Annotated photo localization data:
• • • •

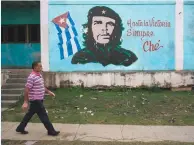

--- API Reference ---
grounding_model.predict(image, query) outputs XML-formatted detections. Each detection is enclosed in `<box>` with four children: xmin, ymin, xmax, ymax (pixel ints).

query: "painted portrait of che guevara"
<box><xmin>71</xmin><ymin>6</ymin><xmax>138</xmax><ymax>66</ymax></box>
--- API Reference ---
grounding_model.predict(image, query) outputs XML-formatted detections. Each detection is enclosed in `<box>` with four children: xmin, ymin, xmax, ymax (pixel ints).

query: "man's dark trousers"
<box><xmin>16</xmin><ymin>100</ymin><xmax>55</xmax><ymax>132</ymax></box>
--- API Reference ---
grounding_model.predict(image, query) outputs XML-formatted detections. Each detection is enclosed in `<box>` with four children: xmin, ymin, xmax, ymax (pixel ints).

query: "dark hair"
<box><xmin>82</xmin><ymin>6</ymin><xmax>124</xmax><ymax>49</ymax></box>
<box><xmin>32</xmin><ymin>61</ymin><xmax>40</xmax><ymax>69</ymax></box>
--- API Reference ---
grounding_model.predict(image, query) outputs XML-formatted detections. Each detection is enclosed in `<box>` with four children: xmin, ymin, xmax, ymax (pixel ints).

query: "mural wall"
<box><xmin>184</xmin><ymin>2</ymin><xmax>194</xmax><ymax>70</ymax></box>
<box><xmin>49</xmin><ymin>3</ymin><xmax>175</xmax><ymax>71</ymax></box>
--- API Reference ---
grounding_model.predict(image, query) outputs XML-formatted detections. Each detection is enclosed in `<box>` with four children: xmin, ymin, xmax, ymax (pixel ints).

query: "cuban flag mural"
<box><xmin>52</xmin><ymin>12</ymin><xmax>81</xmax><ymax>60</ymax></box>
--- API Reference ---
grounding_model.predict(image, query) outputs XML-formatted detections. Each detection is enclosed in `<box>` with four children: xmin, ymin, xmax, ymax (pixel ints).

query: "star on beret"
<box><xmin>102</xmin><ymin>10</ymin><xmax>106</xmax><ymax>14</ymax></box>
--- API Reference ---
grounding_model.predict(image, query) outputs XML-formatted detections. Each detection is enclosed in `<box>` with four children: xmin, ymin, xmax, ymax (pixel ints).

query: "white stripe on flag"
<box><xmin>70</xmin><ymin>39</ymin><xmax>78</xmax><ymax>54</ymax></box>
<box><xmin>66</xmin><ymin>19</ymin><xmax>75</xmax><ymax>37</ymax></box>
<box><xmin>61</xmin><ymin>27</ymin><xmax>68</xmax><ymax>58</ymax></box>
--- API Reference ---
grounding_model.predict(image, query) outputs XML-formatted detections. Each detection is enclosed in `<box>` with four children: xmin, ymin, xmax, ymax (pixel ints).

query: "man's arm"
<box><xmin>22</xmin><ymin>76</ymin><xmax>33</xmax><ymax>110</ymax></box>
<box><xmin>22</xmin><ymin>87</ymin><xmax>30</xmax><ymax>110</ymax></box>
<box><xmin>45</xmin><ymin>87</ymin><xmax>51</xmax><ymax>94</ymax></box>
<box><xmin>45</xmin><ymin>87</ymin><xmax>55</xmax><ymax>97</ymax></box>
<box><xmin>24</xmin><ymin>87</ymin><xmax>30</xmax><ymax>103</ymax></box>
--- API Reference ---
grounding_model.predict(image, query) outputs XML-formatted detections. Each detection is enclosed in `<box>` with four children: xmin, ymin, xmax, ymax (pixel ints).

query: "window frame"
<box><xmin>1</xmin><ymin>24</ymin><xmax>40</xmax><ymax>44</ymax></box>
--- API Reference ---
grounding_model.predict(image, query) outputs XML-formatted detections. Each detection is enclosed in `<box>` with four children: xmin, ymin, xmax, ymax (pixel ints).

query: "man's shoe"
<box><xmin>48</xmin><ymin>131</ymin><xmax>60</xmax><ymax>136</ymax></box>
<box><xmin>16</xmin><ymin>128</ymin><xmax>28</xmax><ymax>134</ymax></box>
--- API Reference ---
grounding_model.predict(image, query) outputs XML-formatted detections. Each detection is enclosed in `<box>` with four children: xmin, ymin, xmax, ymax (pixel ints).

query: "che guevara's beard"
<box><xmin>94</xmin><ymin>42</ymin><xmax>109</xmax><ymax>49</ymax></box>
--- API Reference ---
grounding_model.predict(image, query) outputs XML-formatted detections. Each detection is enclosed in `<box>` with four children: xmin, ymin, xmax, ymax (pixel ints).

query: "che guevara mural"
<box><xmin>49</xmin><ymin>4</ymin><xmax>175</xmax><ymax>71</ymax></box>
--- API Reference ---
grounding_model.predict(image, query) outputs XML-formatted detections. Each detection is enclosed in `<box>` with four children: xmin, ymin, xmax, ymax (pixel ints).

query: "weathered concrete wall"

• • • •

**Exercise directions**. Restate the data above word for word, so that the only difference is the missing pictures.

**Answer area**.
--- API Reference ---
grounding_model.predict(image, query) outputs XML-formatted detections. Each detection is enclosed in `<box>` with four children: xmin, ymin, xmax, ymax (pixel ints).

query: "painted portrait of che guevara"
<box><xmin>71</xmin><ymin>6</ymin><xmax>138</xmax><ymax>66</ymax></box>
--- API Reference ---
grounding_model.predict(image, query) outputs XML-formatted detections. Each detection is enclosed in `<box>` with four children: xmin, ymin, xmax, ymax (pixel ints).

query: "man's dark trousers"
<box><xmin>16</xmin><ymin>100</ymin><xmax>55</xmax><ymax>132</ymax></box>
--- API Reference ---
grounding_model.predict(image, query) outputs XML-formatted detections. Each detection is enclosed in `<box>` with four children: xmin, ymin, xmax, ymax (pixel ints).

query: "dark hair"
<box><xmin>82</xmin><ymin>6</ymin><xmax>124</xmax><ymax>49</ymax></box>
<box><xmin>32</xmin><ymin>61</ymin><xmax>40</xmax><ymax>69</ymax></box>
--- API Reference ---
grounding_model.predict(image, query) outputs XML-formatted detections. Each detection is enclosed in `<box>` with four children: xmin, ymin, xmax, ymax (pixel ints).

query: "mural wall"
<box><xmin>184</xmin><ymin>2</ymin><xmax>194</xmax><ymax>70</ymax></box>
<box><xmin>49</xmin><ymin>3</ymin><xmax>175</xmax><ymax>71</ymax></box>
--- API Reference ---
grounding_model.predict(image, query) outputs XML-formatted detections. Each detection is enclosed in `<box>` with four children: xmin, ymin, xmax, ymax (pixel ints).

query: "cuban flag mural"
<box><xmin>52</xmin><ymin>12</ymin><xmax>81</xmax><ymax>60</ymax></box>
--- API Reference ---
grounding_model.predict(image, query) outputs XML-formatted detections. Each detection is enclosed in `<box>` with four children: xmin, ymin, xmax, ymax (pixel ints).

query: "star on beret"
<box><xmin>102</xmin><ymin>10</ymin><xmax>106</xmax><ymax>14</ymax></box>
--- API Reference ---
grounding_model.predict(image, query) outputs XML-formatted detections. Each detection is enclosed in `<box>` with four children: xmin, ymin, xmax, ymax (pixel ints).

query: "white stripe on flag"
<box><xmin>70</xmin><ymin>39</ymin><xmax>78</xmax><ymax>54</ymax></box>
<box><xmin>66</xmin><ymin>19</ymin><xmax>75</xmax><ymax>37</ymax></box>
<box><xmin>61</xmin><ymin>27</ymin><xmax>68</xmax><ymax>58</ymax></box>
--- API Reference ---
grounding_model.predict(image, query) outputs XML-formatted detections. Each detection is enclosed in `<box>` with four children: xmin, ymin, xmax, ymax (pixel ints).

query: "man's arm"
<box><xmin>22</xmin><ymin>76</ymin><xmax>33</xmax><ymax>110</ymax></box>
<box><xmin>22</xmin><ymin>87</ymin><xmax>30</xmax><ymax>110</ymax></box>
<box><xmin>45</xmin><ymin>87</ymin><xmax>51</xmax><ymax>94</ymax></box>
<box><xmin>45</xmin><ymin>87</ymin><xmax>55</xmax><ymax>97</ymax></box>
<box><xmin>24</xmin><ymin>87</ymin><xmax>30</xmax><ymax>103</ymax></box>
--- API Reference ---
grounding_model.predict(image, query) outputs XML-formatted detections. Each detection is enclosed in `<box>` with four children: xmin, ymin, xmax, ymax (pixel ints).

query: "window frame"
<box><xmin>1</xmin><ymin>24</ymin><xmax>40</xmax><ymax>44</ymax></box>
--- API Reference ---
grounding_model.predict(image, query) outputs XML-formatted detections. Each detection is enclosed in `<box>` with four children: xmin, ymin, xmax, ymax (pixel ints).

query: "man's shoe"
<box><xmin>48</xmin><ymin>131</ymin><xmax>60</xmax><ymax>136</ymax></box>
<box><xmin>16</xmin><ymin>128</ymin><xmax>28</xmax><ymax>134</ymax></box>
--- API Reference ---
grounding_model.predict(image, query) outputs XML-formatted detections. Each detection is enclosed in `<box>` with four children: xmin, ymin, xmax, ymax (pixel ints).

query: "che guevara's beard"
<box><xmin>94</xmin><ymin>42</ymin><xmax>109</xmax><ymax>49</ymax></box>
--- API Reference ---
grounding_model.predict(image, query) outputs XML-formatted detections. Each detection is enclosed in `<box>` with four children: xmin, ymin, xmax, ymax (pixel ints).

query: "che guevara mural"
<box><xmin>49</xmin><ymin>4</ymin><xmax>175</xmax><ymax>71</ymax></box>
--- API Reference ---
grounding_model.predict(image, query) outputs XML-formatted detections. Each detection is enclosed in `<box>` with four children: xmin, ymin, xmax, ymax (pixel ints).

query: "weathered concrete wall"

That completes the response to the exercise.